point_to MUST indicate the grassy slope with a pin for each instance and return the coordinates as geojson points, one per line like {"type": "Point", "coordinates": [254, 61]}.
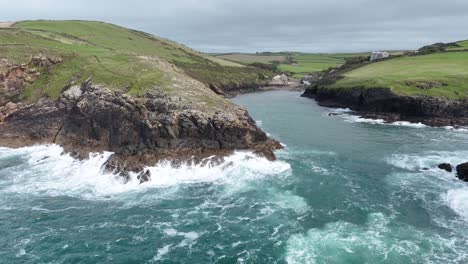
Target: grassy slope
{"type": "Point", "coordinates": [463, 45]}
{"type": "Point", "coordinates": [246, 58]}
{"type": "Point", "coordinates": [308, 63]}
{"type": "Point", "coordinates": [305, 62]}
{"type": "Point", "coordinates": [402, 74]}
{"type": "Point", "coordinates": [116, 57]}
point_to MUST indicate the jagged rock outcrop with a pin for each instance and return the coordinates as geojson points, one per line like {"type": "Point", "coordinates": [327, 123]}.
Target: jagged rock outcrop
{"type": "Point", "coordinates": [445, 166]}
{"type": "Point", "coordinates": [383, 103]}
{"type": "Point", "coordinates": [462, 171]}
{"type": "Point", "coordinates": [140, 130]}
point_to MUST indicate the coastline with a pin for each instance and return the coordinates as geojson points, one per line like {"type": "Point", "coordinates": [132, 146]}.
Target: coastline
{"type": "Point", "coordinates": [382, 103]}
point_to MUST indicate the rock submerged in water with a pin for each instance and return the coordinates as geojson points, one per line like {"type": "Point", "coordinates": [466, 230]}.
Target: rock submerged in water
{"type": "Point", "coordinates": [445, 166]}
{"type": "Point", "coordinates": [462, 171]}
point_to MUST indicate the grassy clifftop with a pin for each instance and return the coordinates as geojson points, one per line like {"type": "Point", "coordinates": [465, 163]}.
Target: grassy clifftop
_____
Swap every "pin" in the listing above for "marker", then write out all of its lines again unchanged otherwise, omitting the pictures.

point_to MUST indicate the grassy slope with a marker for each instance and return the coordinates as geojson points, one per line like {"type": "Point", "coordinates": [254, 61]}.
Target: grassy slope
{"type": "Point", "coordinates": [463, 45]}
{"type": "Point", "coordinates": [246, 58]}
{"type": "Point", "coordinates": [308, 63]}
{"type": "Point", "coordinates": [305, 62]}
{"type": "Point", "coordinates": [402, 74]}
{"type": "Point", "coordinates": [116, 57]}
point_to MUST indicate the jagged rock outcrop with a marker for each instance and return the coordinates as geojson points, one per line like {"type": "Point", "coordinates": [327, 123]}.
Target: jagged rock outcrop
{"type": "Point", "coordinates": [445, 166]}
{"type": "Point", "coordinates": [383, 103]}
{"type": "Point", "coordinates": [462, 171]}
{"type": "Point", "coordinates": [140, 130]}
point_to MUST indicate the coastline with a marker for each instance and return the coordinates as geojson points, one per line like {"type": "Point", "coordinates": [132, 146]}.
Target: coastline
{"type": "Point", "coordinates": [382, 103]}
point_to MUST indicate the rock submerged in water with a marker for each instance and return the coordinates as geojson points, one per line like {"type": "Point", "coordinates": [466, 230]}.
Target: rock submerged in water
{"type": "Point", "coordinates": [445, 166]}
{"type": "Point", "coordinates": [462, 171]}
point_to MUST indicate the grassy clifftop with a marker for each instance and return the coordinates as geojson points, one per line like {"type": "Point", "coordinates": [465, 163]}.
Target: grassy clifftop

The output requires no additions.